• [Required task a]: Using the Kristian Jensen profile, explain what grounds the statement that he belongs to a liberal party. Answer in one to three sentences.

• [Passage shown]:
━━━━━━━━━━
Minister of Foreign Affairs
- In office 28 June 2015 – 28 November 2016
- Prime Minister: Lars Løkke Rasmussen
- Preceded by: Martin Lidegaard
- Succeeded by: Anders Samuelsen

Minister of Taxation
- In office 2 August 2004 – 24 February 2010
- Prime Minister: Anders Fogh Rasmussen Lars Løkke Rasmussen
- Preceded by: Svend Erik Hovmand
- Succeeded by: Troels Lund Poulsen

Member of the Folketing
- In office 11 March 1998 – 31 March 2021
- Constituency: West Jutland (from 2007) Ringkøbing (1998-2007)

Leader of Venstre Acting
- In office 31 August 2019 – 21 September 2019
- Preceded by: Lars Løkke Rasmussen
- Succeeded by: Jakob Ellemann-Jensen

Personal details
- Born: 21 May 1971 (age 55) Middelfart, Denmark
- Party: Venstre

= Kristian Jensen =

Danish politician

Kristian Jensen (born 21 May 1971 in Middelfart) is a Danish politician who was Minister for Foreign Affairs of Denmark from 2015 to 2016, Minister of Finance from 2016 to 2019 and Minister of Taxation from 2004 to 2010. Jensen is a member of the liberal party Venstre. He briefly served as acting chairman of Venstre in 2019. From 1998 to 2021 he was a member of the Folketing.
━━━━━━━━━━
• [Data to use]:

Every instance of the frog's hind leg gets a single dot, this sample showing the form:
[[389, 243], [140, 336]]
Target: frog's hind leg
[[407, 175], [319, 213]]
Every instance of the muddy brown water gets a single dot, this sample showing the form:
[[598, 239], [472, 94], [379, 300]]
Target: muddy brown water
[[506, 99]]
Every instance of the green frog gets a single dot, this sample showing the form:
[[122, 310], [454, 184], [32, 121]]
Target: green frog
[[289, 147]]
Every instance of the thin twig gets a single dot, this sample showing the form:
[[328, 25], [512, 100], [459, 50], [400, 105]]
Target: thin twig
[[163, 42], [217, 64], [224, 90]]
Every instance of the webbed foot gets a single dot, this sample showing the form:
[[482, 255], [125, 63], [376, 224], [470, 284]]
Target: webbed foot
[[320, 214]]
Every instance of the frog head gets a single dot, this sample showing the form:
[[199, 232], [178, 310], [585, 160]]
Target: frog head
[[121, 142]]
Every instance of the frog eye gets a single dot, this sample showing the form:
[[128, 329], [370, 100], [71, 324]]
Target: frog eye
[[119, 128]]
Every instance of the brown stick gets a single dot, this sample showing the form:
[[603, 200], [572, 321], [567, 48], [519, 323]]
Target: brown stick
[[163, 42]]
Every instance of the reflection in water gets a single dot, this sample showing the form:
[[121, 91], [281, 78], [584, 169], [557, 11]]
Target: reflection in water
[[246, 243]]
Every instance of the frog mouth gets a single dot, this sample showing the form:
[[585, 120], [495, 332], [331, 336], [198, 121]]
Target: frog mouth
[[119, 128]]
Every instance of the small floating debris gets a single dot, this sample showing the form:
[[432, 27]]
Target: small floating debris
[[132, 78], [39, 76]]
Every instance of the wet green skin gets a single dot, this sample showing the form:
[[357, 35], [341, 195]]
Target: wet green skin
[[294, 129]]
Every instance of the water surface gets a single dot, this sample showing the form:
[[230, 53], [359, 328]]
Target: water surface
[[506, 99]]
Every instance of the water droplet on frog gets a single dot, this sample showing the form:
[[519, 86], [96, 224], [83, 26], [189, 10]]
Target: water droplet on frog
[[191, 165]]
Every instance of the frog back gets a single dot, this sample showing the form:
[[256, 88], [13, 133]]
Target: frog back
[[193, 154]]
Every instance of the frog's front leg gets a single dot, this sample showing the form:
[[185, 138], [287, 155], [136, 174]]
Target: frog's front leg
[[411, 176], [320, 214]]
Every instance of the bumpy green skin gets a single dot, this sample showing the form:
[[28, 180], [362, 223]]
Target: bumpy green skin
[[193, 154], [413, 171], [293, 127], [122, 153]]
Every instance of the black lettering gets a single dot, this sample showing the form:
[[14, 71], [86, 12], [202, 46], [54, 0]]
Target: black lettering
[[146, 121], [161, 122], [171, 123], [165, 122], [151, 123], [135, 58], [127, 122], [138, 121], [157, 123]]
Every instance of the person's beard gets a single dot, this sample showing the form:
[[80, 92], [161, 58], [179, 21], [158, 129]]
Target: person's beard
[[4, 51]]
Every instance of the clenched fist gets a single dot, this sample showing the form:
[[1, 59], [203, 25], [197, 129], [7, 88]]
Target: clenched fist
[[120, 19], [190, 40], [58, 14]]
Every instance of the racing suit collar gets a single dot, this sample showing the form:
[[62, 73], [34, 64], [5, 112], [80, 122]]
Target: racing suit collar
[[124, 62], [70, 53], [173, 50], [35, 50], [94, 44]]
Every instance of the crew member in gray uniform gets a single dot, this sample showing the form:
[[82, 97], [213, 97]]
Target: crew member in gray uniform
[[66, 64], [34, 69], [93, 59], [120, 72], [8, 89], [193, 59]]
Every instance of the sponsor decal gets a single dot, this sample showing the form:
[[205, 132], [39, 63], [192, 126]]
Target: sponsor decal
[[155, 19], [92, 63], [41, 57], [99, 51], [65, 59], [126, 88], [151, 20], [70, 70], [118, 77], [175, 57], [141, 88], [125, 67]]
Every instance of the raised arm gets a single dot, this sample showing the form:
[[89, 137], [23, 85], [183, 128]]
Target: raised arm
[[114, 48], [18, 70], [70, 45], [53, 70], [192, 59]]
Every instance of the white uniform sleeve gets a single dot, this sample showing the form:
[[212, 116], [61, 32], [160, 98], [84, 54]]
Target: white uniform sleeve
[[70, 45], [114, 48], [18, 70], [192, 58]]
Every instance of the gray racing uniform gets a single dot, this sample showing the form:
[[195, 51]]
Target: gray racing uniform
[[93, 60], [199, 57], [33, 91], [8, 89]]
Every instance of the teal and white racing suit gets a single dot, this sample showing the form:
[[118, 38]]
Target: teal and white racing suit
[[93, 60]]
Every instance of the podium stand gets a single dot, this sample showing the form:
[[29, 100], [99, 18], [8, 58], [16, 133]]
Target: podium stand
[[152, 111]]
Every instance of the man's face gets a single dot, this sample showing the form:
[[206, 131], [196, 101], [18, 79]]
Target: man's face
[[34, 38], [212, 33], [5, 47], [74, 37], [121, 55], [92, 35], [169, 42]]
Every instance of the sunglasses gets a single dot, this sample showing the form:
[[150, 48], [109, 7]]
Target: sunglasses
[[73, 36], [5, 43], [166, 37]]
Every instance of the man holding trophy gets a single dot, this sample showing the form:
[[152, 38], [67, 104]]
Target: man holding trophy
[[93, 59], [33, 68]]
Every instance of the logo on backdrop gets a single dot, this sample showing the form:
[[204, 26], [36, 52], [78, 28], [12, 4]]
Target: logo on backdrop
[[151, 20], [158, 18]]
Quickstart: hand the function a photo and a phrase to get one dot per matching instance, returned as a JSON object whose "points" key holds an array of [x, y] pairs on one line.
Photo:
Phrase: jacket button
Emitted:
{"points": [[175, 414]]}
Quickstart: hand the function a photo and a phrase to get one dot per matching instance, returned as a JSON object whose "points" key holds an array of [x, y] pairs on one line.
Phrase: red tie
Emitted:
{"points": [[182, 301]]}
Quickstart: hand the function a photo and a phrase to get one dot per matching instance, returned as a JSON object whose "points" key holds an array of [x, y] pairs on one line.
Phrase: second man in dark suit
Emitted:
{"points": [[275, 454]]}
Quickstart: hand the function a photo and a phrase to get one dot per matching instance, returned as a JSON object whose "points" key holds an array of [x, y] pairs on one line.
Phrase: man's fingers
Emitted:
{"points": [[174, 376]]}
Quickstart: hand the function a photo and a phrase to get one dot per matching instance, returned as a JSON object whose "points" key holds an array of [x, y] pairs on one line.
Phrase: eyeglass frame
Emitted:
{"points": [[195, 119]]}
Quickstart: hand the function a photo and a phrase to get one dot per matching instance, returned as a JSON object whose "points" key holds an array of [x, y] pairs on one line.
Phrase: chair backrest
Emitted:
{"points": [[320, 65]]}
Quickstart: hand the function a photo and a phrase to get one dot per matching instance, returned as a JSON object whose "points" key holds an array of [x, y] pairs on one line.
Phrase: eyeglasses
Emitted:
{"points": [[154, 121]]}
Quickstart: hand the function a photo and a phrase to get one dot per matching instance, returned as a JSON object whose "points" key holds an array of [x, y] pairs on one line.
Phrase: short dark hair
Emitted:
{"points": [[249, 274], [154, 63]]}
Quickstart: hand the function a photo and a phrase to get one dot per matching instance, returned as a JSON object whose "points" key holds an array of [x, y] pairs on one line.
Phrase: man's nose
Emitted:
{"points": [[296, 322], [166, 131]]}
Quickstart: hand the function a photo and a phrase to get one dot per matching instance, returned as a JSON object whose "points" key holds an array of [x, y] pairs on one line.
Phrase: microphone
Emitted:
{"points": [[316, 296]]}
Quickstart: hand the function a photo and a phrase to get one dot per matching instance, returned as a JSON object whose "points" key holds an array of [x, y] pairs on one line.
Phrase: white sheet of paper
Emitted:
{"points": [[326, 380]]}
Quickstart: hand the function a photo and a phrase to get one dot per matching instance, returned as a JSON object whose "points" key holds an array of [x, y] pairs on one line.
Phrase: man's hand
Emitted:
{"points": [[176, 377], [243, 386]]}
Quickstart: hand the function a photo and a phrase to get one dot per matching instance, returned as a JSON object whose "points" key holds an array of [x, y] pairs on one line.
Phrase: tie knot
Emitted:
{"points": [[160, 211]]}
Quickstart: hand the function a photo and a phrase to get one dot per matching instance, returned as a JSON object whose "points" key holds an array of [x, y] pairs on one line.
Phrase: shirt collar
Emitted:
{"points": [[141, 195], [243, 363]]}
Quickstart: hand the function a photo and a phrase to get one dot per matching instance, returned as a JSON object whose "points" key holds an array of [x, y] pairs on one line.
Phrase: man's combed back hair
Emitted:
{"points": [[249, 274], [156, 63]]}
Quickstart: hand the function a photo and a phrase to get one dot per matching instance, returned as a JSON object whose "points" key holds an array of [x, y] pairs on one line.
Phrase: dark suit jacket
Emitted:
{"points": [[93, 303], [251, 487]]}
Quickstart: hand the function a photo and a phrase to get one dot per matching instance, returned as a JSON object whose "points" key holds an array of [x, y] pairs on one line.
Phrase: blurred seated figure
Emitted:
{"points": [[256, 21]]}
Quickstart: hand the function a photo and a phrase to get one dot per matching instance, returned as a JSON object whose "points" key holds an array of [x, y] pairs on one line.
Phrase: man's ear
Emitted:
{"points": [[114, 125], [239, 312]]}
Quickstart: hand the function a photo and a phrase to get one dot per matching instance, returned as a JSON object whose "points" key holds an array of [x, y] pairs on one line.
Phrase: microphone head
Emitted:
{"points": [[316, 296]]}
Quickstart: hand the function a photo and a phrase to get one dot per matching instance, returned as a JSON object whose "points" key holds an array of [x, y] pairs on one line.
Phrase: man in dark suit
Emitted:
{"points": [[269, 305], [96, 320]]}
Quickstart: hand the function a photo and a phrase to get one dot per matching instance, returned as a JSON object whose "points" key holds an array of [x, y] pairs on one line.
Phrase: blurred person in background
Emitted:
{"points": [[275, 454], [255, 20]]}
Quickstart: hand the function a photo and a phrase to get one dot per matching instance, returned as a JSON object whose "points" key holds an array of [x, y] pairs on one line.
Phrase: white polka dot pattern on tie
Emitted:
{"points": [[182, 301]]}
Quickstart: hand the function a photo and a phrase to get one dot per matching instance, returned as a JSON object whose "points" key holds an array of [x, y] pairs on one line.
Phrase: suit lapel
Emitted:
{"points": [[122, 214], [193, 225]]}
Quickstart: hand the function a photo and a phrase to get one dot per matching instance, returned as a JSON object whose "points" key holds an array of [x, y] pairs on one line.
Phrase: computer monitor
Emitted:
━━━━━━━━━━
• [Required task b]: Report each line of the rows that contains the string "collar".

• [Exercise response a]: His party is listed as Venstre, and the profile's lead paragraph identifies Venstre as "the liberal party Venstre." His membership in Venstre therefore makes him a member of a liberal party.

• [Exercise response b]:
Every instance of the racing suit collar gets a single dot, this sample showing the form:
Target: racing suit collar
Phrase: shirt collar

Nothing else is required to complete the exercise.